_What you need to do:_
Please copy out only the records from the line with "Target: carriage wheel" through the end of the records, that line and the requests included. Shift every coordinate in the answers by adding 48 to each number.
-- Working data start --
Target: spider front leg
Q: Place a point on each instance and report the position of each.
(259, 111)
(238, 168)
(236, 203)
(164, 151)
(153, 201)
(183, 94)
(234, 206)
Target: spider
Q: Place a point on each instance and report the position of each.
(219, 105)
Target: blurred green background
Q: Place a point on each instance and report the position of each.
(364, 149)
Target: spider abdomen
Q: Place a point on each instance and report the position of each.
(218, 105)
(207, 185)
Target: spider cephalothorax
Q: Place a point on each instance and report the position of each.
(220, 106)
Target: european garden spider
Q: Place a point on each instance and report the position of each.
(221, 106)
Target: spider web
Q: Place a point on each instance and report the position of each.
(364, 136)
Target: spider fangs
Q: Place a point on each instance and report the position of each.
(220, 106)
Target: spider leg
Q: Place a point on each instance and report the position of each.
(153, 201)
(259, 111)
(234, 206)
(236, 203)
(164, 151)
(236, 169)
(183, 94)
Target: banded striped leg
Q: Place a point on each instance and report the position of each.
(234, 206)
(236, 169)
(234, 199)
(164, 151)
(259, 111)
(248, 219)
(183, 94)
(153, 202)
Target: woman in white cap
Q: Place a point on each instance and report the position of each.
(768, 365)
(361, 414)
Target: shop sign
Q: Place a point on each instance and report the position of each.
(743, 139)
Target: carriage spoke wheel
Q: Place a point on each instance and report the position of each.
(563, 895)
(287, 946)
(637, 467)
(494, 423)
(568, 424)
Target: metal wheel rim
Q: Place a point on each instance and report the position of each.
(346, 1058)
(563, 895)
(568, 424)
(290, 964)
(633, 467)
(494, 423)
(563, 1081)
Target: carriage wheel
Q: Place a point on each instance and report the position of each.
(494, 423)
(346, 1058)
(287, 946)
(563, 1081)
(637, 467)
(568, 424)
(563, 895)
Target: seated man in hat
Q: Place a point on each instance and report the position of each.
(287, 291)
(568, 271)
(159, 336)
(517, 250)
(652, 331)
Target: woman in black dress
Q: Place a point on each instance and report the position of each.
-- Working data end --
_Written reply:_
Target: carriage wheel
Q: Place a point on each instance and report the position of each.
(542, 471)
(394, 1106)
(335, 994)
(611, 1129)
(685, 515)
(616, 472)
(611, 943)
Target: seated man in hat
Q: Place a point on each instance and report the position of each.
(335, 339)
(616, 319)
(207, 384)
(565, 298)
(700, 379)
Target: woman in black dress
Q: Place a point on each instance and report the position of each.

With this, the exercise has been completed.